TEXTO PARA LEITURA:
Alessandra França, diretora presidente do Banco Pérola: nome foi dado em homenagem ao projeto de capacitação para jovens do qual ela participou
Repórter
Publicado em 29 de setembro de 2025 às 12h56.
Última atualização em 29 de setembro de 2025 às 13h00.
Aos 23 anos, Alessandra França fundou um banco para aqueles que têm dificuldade em acessar crédito. Hoje, à frente de dois fundos regulados pela CVM, a paulista tenta mostrar que o microcrédito não apenas é viável, como também essencial para o Brasil real.
A história começa no início dos anos 2000, no interior de São Paulo. Desde a infância, França observava que os pais agricultores enfrentavam dificuldades para acessar crédito – uma realidade comum em muitas casas brasileiras.

ENUNCIADO DA TAREFA:
Reescreva o trecho do texto sobre o Banco Pérola que vai de "Alessandra França, diretora" até "o Brasil real.", inclusive, substituindo "microcrédito" por "crédito de pequeno valor".

CONTEÚDO DOS DADOS:

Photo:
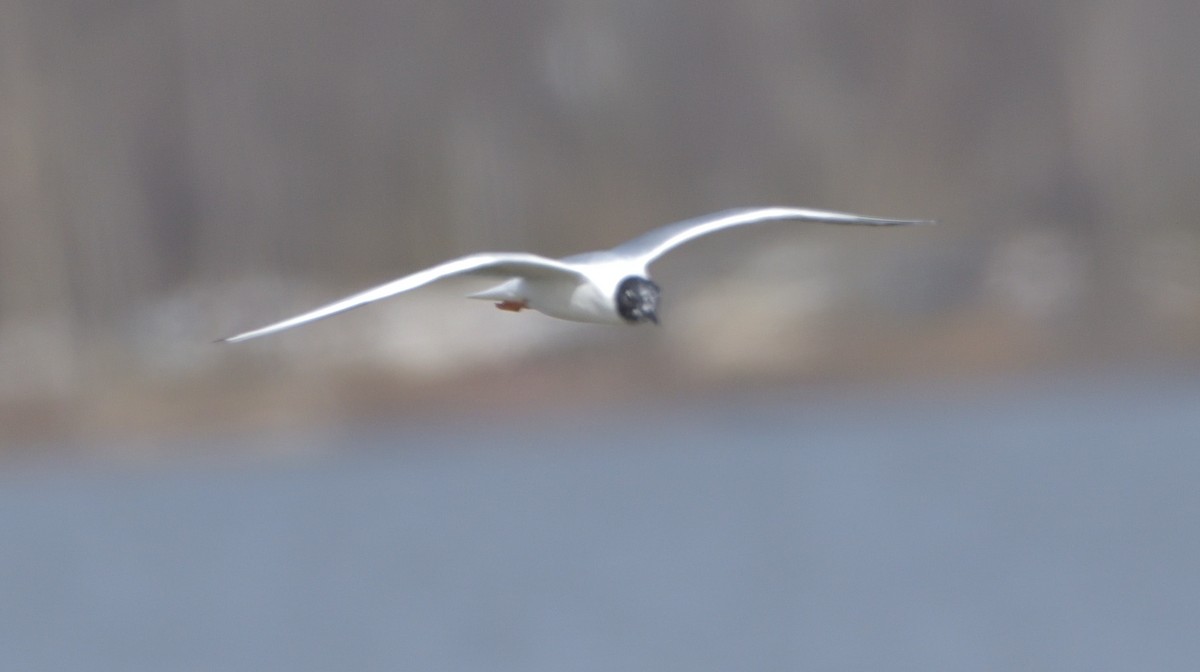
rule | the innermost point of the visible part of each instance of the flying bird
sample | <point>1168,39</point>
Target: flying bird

CAMPO DE RESPOSTA:
Alessandra França, diretora presidente do Banco Pérola: nome foi dado em homenagem ao projeto de capacitação para jovens do qual ela participou
Repórter
Publicado em 29 de setembro de 2025 às 12h56.
Última atualização em 29 de setembro de 2025 às 13h00.
Aos 23 anos, Alessandra França fundou um banco para aqueles que têm dificuldade em acessar crédito. Hoje, à frente de dois fundos regulados pela CVM, a paulista tenta mostrar que o crédito de pequeno valor não apenas é viável, como também essencial para o Brasil real.